Input for this task START
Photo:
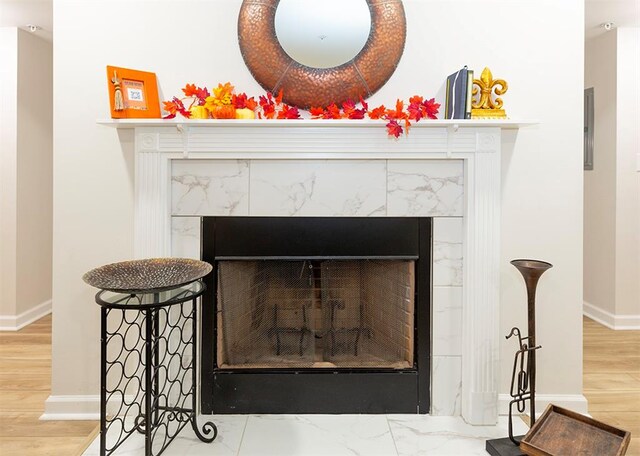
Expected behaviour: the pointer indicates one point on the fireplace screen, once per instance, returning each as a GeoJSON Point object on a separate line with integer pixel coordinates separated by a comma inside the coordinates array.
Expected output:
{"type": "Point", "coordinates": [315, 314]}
Input for this task END
Input for this task START
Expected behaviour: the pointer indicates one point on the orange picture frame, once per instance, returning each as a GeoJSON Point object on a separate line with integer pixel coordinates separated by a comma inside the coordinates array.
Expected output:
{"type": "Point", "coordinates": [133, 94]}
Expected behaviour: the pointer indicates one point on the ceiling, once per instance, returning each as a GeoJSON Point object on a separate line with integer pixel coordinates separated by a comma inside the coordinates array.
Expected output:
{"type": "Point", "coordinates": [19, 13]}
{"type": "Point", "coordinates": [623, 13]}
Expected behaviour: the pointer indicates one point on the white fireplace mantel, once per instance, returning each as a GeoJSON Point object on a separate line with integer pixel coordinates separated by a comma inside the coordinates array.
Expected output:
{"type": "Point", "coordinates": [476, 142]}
Input for this task END
Input for this task START
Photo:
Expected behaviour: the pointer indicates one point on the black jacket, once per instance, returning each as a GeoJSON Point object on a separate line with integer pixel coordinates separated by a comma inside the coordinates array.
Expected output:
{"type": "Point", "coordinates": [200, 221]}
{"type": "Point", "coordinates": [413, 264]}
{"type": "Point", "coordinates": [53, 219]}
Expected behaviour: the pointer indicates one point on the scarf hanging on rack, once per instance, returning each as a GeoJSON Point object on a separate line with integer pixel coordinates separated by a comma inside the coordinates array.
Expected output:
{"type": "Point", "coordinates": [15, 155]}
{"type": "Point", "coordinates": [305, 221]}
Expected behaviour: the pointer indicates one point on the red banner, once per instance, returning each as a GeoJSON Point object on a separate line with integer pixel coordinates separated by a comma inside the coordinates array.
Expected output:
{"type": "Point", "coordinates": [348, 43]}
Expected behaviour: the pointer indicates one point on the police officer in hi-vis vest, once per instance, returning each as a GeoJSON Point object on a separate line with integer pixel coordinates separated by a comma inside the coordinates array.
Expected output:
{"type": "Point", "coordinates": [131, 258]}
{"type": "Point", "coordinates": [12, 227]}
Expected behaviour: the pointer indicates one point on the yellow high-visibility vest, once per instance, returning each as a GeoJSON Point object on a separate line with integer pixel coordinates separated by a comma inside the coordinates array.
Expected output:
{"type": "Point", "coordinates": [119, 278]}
Input for this task END
Going line by line through the listing above, count those that contain "vest" and give only the result.

2